Ülkücüyü anlatan parçada, ülkücünün ülküsüyle ilişkisi sevenle sevgilinin ilişkisine benzetiliyor. Bu benzetmede sevgiliye hangi özellikler yükleniyor? Hepsini sıralayın.

» Seçilen Parça
_____
Paraya karşı o kadar müstağnidir ki, halkın hayretine sebep olur. Herkesin istediğini istemez, ne istediğini de herkes anlayamaz. Kendi zevkleri dışında zevk tanımayanların gözünde “zevksiz” bir adamdır! Küçümserler onu, hayatı anlamamakla, üç günlük dünyanın hakkını vermemekle itham ederler. Böyle davranışlara hiç önem vermez. Elverir ki, inandığına dokunulmasın! Kalabalığın nazarında o, zavallı bir hayalperesttir. Olmayacak fikirlerin rüyasına dalmış öylece uyumakta, başkalarını da uyumaya teşvik etmekte…
Bir gün fikirlerinin gerçekleştiği görülse bile, Ona hiç kimse “aferin” demez. Üstelik, “böyle olacağı zaten belli idi” buyurulur. Ülkücünün, ülküsü ile münasebeti, hakiki bir aşkta sevenle sevgilinin münasebetine benzer. Hep verir, hiç almaz. Sevgili nazlıdır, sitemi eksik etmez, incinmeğe de hiç gelemez. Diğer sahalarda umumiyetle dikkatsiz hareket eden Ülkücü, sevgili bahis konusu oldu mu baştan başa haysiyet kesilir. Şahsına fenalık yapanlara pek aldırmaz ama, ülküsüne yan gözle bakanlara tahammülü yoktur. Sadakati için karşılık beklemez, mükâfat istemez, bir garip kişidir… Ülküsüne hizmet edenlere son derece hürmetkârdır.
_____
» Verilen Bilgiler
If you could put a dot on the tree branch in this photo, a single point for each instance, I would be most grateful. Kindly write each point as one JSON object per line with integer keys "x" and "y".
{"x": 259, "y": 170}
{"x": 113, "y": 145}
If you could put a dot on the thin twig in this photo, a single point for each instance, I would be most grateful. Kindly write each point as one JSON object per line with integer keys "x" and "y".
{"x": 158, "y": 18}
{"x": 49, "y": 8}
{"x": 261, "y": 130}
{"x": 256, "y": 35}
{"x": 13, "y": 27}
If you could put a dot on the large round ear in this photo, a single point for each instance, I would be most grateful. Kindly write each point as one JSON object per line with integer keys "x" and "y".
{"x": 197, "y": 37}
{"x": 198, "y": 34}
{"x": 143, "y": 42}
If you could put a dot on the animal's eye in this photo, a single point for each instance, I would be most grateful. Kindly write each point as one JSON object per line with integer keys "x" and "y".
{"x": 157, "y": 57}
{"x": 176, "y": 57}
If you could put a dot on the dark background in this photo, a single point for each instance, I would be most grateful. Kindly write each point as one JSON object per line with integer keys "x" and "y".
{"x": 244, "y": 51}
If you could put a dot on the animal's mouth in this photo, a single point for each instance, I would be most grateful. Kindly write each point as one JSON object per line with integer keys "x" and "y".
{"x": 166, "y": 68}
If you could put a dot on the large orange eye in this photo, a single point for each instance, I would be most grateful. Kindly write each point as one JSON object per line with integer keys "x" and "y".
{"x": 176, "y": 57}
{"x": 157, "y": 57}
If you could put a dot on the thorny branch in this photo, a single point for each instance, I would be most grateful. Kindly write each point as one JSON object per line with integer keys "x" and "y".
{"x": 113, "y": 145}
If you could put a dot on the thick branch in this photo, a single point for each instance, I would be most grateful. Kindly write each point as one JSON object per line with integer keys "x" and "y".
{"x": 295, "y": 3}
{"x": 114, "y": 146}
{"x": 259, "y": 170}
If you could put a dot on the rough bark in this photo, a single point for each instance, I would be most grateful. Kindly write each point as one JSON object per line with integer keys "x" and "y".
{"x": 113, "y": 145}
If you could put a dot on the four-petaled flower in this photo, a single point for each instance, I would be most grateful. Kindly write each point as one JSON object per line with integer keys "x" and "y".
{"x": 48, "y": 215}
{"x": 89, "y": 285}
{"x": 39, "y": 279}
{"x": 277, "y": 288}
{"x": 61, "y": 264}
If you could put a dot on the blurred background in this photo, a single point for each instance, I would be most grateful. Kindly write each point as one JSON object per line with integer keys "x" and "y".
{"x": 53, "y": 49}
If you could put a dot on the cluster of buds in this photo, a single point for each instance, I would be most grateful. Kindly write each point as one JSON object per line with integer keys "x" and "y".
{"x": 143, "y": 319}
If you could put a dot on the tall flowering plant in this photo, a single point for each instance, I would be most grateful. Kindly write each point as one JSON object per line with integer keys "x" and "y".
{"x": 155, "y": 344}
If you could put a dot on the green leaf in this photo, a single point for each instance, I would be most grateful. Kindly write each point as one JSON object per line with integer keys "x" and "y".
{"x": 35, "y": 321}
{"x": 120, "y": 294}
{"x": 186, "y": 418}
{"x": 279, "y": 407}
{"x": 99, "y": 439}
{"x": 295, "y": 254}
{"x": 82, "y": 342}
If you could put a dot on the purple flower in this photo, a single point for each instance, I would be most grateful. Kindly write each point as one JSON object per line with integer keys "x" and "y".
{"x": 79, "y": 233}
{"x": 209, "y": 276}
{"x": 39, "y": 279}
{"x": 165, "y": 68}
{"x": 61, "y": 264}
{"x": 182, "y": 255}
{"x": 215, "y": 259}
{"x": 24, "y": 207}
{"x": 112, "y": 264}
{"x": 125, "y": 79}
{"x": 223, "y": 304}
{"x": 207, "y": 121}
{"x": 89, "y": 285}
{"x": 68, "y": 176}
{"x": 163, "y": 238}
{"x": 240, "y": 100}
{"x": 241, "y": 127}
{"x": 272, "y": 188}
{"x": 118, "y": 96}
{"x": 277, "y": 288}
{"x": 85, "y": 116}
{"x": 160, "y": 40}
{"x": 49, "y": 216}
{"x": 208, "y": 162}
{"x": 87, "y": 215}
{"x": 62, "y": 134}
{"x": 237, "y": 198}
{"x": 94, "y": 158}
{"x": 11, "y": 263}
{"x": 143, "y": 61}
_____
» Cevap Alanı
- Nazlıdır.
- Sitemi eksik etmez.
- İncinmeğe de hiç gelemez.